• **STATED PROBLEM**
Restate the listing that follows word for word, without its pictures.

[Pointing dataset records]
— BEGIN —

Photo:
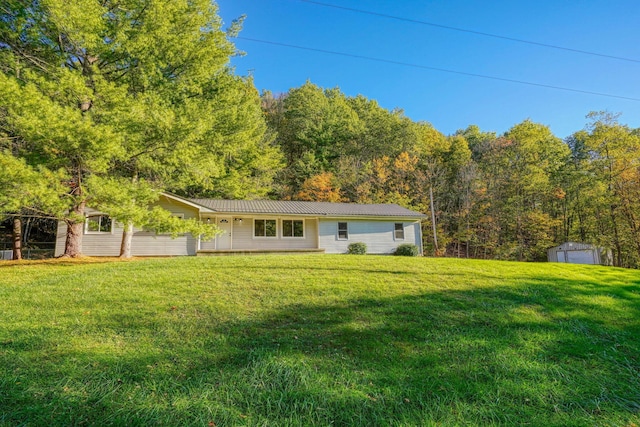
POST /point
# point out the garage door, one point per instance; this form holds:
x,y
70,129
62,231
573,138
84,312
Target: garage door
x,y
580,257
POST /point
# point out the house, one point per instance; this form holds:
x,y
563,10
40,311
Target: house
x,y
260,226
579,253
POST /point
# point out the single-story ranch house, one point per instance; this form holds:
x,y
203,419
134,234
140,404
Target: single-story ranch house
x,y
259,226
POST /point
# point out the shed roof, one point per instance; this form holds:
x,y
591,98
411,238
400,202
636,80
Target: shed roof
x,y
306,208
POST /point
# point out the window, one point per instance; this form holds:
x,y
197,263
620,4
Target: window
x,y
98,224
264,228
292,228
343,231
398,231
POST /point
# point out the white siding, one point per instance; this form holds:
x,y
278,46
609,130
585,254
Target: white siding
x,y
144,243
378,235
242,236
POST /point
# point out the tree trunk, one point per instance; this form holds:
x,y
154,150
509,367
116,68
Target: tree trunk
x,y
75,228
127,236
17,238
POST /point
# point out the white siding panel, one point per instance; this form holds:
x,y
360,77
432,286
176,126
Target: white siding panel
x,y
378,235
143,243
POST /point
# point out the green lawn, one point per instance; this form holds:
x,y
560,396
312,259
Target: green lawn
x,y
318,340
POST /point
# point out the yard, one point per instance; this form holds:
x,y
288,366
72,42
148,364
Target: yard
x,y
318,340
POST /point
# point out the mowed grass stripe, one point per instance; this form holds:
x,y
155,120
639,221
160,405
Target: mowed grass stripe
x,y
318,340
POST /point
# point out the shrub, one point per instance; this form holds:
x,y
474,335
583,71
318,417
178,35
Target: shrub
x,y
407,249
357,248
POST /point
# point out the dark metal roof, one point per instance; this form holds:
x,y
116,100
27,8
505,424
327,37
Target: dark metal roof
x,y
306,208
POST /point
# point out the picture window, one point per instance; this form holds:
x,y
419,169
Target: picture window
x,y
98,224
399,231
264,228
292,228
343,231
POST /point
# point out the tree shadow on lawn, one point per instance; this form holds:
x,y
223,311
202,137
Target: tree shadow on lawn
x,y
542,352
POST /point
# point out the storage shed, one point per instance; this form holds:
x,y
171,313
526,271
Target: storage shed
x,y
579,253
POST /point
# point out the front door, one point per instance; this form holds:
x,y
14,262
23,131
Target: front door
x,y
224,239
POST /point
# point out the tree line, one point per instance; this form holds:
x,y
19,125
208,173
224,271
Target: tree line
x,y
507,196
105,104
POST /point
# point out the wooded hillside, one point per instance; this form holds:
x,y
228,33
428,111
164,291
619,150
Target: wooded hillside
x,y
107,104
505,196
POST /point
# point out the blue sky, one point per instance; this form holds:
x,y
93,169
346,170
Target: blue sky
x,y
451,101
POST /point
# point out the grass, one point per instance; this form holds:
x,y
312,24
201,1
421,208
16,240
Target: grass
x,y
318,340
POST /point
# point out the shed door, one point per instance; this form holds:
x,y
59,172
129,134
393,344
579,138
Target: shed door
x,y
561,257
580,257
224,239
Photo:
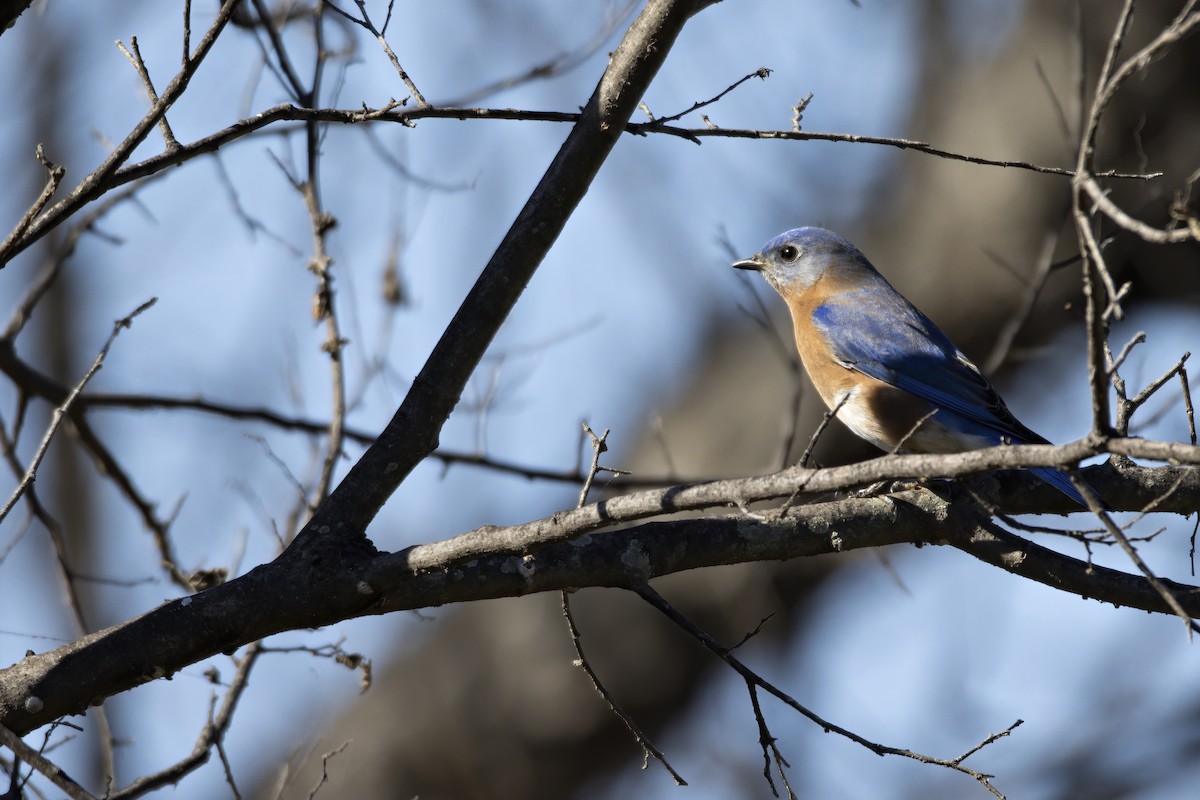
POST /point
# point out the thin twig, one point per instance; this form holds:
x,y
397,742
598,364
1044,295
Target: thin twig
x,y
753,679
64,409
46,767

— END —

• **PROBLEM SOLUTION**
Photo:
POST /point
# point out the garage door, one point per instance; this form holds:
x,y
70,129
62,231
573,138
84,312
Target: garage door
x,y
580,257
POST /point
# point out the house, one point per instance; this form holds:
x,y
563,10
40,311
Target: house
x,y
260,226
579,253
POST /point
# point out the single-story ranch house, one point per instance; this form holds:
x,y
203,419
134,234
140,404
Target: single-story ranch house
x,y
259,226
POST /point
# point out the shed roof, one point per instance; this form holds:
x,y
591,98
411,238
400,202
636,80
Target: shed roof
x,y
306,208
POST /point
# point out the window, one point per instance; this form holds:
x,y
197,263
620,4
Target: window
x,y
98,224
264,228
292,228
343,231
398,231
POST /point
# point out the white siding, one point per instance; this form holds:
x,y
278,46
609,130
585,254
Target: white siding
x,y
144,243
378,235
242,236
POST /point
# point out the tree trunk, one point per instance; this form holds:
x,y
154,150
509,367
116,68
Target: tree trunk
x,y
75,228
127,236
17,238
POST /point
# point out the white siding panel, one point per instance; this form holds:
x,y
360,77
432,286
176,126
Target: white siding panel
x,y
378,235
143,243
POST /point
# point out the green lawn, one point per instance; this form holds:
x,y
560,396
312,259
Target: green lawn
x,y
318,340
POST /point
# point out the yard, one point per instance; this form holds:
x,y
288,366
72,42
148,364
Target: yard
x,y
318,340
POST /point
# point out the mowed grass stripe, one point per instance; this form holds:
x,y
155,120
639,221
160,405
Target: mowed grass stripe
x,y
318,340
POST /point
# point out the shrub, one point per instance; this form holds:
x,y
474,335
583,71
318,417
178,35
Target: shrub
x,y
407,249
357,248
POST /point
# point out the dark metal roof, one point per instance; this form holds:
x,y
116,100
27,8
505,424
327,37
Target: dark metal roof
x,y
306,208
POST /point
# point out the picture window, one point per instance; this form holds:
x,y
419,169
Target: picture window
x,y
98,224
399,231
264,228
292,228
343,231
POST /point
# point out the tree shadow on lawn, one point per instance; this form holds:
x,y
223,311
202,137
Target: tree shadow on lawn
x,y
542,352
POST /point
# point out the storage shed, one point per instance; this form holds:
x,y
171,313
526,271
Target: storage shed
x,y
579,253
POST /point
# point out the front door, one point per instance; this form holds:
x,y
14,262
23,131
Target: front door
x,y
224,239
POST /point
# point out the tree line, one point per instance; this form holds:
x,y
19,125
208,173
224,271
Target: tree line
x,y
507,196
105,104
POST /point
# point out the wooded hillside, one point per instance; this form holds:
x,y
228,33
428,111
164,291
619,150
Target: wooded hillside
x,y
107,104
505,196
POST /point
# point out the blue sky, one point per instance; this form holds:
x,y
93,169
346,170
Target: blue sky
x,y
451,101
POST /point
# point out the grass, one point per instance; this form holds:
x,y
312,24
201,1
421,208
16,240
Target: grass
x,y
318,340
POST /point
# point out the shed door, one point per instance; this form holds:
x,y
59,172
129,134
393,344
579,138
Target: shed door
x,y
561,257
580,257
224,239
Photo:
POST /point
# point out the thin twig, one point per instance; this form holds:
x,y
397,742
598,364
1044,295
Target: thin twig
x,y
753,679
64,409
46,767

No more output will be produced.